- _Text under study_:
=-=-=-=-=
Government of Canada invests $14.7M in conservation projects in five mountain national parks to prevent and manage aquatic invasive species
Protecting the ecological integrity of national parks is vital to conserving natural and cultural marine heritage, fighting climate change and biodiversity loss, and providing Canadians with opportunities to learn more about iconic cultural and natural settings.
Today, the Minister of Environment and Climate Change and Minister responsible for Parks Canada, the Honourable Steven Guilbeault, announced federal investments of $14.7 million over the next five years for conservation projects to prevent and manage aquatic invasive species in Banff, Jasper, Kootenay, Waterton Lakes and Yoho national parks.
The mountain national parks are particularly vulnerable to aquatic invasive species due to the high amount of water recreationists who visit each year. Aquatic invasive species alter aquatic ecosystems, cause irreversible damage, impact vulnerable species at risk, and spread downstream beyond park boundaries through the interconnected river systems. Of particular concern for the mountain national parks are invasive mussels, which deplete available nutrients and in turn affects the entire food web by altering water chemistry and quality, as well as the parasite that causes whirling disease, which leads to skeletal deformities for native species. This investment will help address major threats to aquatic ecosystems by funding programs to prevent and educate against the spread of aquatic invasive species.
With the aim of creating a large-scale, cohesive program to keep waters safe, Parks Canada will continue to coordinate with provincial, state and federal agencies, including Fisheries and Oceans Canada, in Alberta, British Columbia and Montana, and will work collaboratively with Indigenous groups, partners, and stakeholders to protect the ecological integrity of aquatic ecosystems. These efforts will directly support the recovery of species at risk, including westslope cutthroat trout, Athabasca rainbow trout and bull trout; all native species there were once abundant in most major rivers and connected lakes emanating from the mountains.
The Government of Canada is investing in Parks Canada’s Conservation and Restoration Program to support projects that make a difference on the ground in maintaining or restoring ecological integrity and helping the recovery of species at risk. Ensuring ecological integrity of Canada’s national parks will help Canada work toward its goals of mitigating the impacts of climate change and protecting biodiversity, while providing Canadians with an opportunity to enjoy nature.
=-=-=-=-=
- _Supplied material_:
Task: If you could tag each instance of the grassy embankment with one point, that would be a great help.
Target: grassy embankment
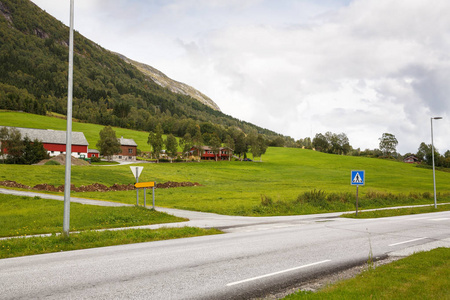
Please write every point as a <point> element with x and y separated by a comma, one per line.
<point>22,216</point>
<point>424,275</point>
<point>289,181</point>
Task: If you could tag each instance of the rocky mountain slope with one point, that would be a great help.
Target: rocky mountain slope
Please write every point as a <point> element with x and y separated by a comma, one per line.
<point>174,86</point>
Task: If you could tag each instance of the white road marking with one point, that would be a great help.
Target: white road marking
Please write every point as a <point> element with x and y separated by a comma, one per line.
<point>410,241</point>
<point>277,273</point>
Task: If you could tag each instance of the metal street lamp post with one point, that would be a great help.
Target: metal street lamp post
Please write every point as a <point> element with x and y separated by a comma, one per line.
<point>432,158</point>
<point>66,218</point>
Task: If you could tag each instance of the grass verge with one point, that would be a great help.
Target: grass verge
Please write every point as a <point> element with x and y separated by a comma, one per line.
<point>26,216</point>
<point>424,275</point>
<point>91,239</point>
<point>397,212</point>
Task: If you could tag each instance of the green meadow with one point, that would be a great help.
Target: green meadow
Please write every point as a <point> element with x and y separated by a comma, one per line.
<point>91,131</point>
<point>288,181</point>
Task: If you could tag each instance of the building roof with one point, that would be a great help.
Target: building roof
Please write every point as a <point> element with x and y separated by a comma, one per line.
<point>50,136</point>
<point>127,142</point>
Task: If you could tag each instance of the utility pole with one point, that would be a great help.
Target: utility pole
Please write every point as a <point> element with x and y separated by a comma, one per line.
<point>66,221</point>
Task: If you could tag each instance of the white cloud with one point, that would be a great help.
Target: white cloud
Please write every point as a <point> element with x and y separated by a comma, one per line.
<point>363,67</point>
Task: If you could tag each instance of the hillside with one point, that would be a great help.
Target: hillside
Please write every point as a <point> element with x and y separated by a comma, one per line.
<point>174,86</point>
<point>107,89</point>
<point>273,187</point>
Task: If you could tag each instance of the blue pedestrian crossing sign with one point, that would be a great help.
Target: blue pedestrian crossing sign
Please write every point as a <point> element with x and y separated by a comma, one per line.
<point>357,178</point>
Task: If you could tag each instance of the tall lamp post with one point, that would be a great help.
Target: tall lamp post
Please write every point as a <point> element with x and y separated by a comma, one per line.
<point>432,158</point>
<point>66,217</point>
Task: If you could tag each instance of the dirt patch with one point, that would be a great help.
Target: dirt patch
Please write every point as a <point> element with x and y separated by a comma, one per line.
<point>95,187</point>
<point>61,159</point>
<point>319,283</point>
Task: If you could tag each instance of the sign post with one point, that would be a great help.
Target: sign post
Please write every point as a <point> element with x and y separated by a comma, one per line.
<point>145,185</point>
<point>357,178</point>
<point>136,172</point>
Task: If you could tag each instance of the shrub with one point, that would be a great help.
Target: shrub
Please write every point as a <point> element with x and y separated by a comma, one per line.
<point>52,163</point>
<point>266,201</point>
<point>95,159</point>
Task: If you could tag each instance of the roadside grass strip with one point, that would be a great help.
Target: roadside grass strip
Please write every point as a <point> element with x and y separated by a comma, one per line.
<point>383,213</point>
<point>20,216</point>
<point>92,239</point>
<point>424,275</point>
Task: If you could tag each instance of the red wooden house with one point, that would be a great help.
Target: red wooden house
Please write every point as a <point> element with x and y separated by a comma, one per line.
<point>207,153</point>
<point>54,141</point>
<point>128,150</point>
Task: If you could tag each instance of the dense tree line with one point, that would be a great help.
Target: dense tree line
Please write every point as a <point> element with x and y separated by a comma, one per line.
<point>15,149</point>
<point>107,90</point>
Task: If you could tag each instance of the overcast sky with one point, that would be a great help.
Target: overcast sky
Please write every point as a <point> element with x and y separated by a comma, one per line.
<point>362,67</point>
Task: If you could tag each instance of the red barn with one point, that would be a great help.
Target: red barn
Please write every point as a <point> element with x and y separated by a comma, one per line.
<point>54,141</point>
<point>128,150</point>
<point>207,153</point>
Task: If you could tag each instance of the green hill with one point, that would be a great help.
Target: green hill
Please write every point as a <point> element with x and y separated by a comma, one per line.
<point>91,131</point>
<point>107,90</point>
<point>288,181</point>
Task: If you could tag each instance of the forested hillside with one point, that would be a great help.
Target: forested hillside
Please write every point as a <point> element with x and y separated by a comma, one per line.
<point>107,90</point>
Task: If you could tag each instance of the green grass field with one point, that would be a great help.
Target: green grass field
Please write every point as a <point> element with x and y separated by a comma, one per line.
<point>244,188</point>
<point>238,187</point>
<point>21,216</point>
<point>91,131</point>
=-=-=-=-=
- _Tasks for this exercise_:
- a) In the release on aquatic invasive species in the mountain national parks, what disease is caused by the parasite that leads to skeletal deformities in native species?
- b) Write the next part of the release on aquatic invasive species in the mountain national parks, picking up after its last sentence.
The material above comes from a separate source and is unrelated to the release on aquatic invasive species.

- _Results by task_:
- a) Whirling disease.

- b)
- The Government of Canada’s $14.7 million investment will be distributed over five years and the funding breakdown is as follows:
- $4.70 million for the Lake Louise, Yoho and Kootenay Field Unit, which includes the northern portion of Banff National Park, as well as Yoho and Kootenay national parks.
- $3.73 million for Jasper National Park.
- $3.43 million for Banff Field Unit, the southern portion of Banff National Park.
- $2.84 million for Waterton Lakes National Park.
- Aquatic invasive species are commonly transported by people. Other than limiting recreation in and on the water, ensuring all watercraft and recreational gear are properly cleaned, drained and dried before moving between water bodies is the highest level of protection against aquatic invasive species. Parks Canada encourages water recreationists to know the regional and local requirements before they arrive.
- Clean, Drain, Dry certification is now mandatory in Banff, Kootenay, Waterton Lakes and Yoho national parks, and is a best practice for water recreationists across Canada:
- Clean all mud, sand, plant, and animal materials from your watercraft and aquatic recreational equipment such as boats, stand-up paddleboards, fishing gear, and water toys and inflatables.
- Drain coolers, buckets, compartments, and other items that may hold water.
- Dry all watercraft and aquatic recreational equipment completely and for 48 hours before entering any river, lake or stream.
- Dry for a minimum of 30 days after being used in the United States or provinces other than British Columbia, Alberta, Yukon and/or the Northwest Territories before entering any river, lake or stream.